**The exercise**
Can you rewrite the entries below, swapping "damselfly" for "dragonfly" and keeping every other word unchanged? Leave out the pictures.

**Data for this exercise**
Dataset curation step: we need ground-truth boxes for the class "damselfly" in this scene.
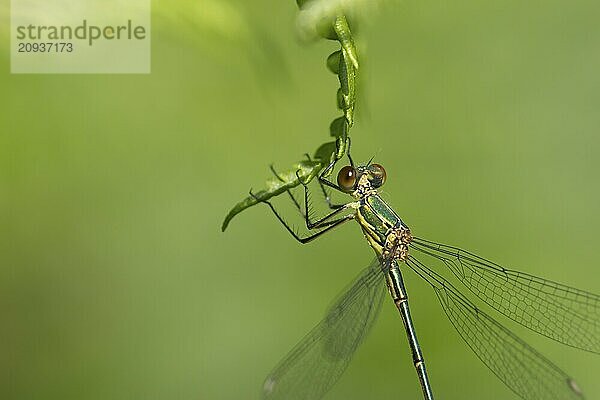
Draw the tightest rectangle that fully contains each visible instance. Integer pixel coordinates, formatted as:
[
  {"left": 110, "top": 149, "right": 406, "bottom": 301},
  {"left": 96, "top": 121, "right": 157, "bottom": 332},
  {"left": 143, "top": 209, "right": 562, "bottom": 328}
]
[{"left": 251, "top": 139, "right": 600, "bottom": 400}]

**Result of this exercise**
Dataset curation step: we need ground-truth boxes for the class "dragonfly" in this scene.
Draw the tightest rectangle that fully contains each visible instance. Integer pixel coordinates, formatted as:
[
  {"left": 110, "top": 149, "right": 406, "bottom": 301},
  {"left": 96, "top": 121, "right": 157, "bottom": 332},
  {"left": 143, "top": 209, "right": 562, "bottom": 328}
]
[{"left": 251, "top": 139, "right": 600, "bottom": 400}]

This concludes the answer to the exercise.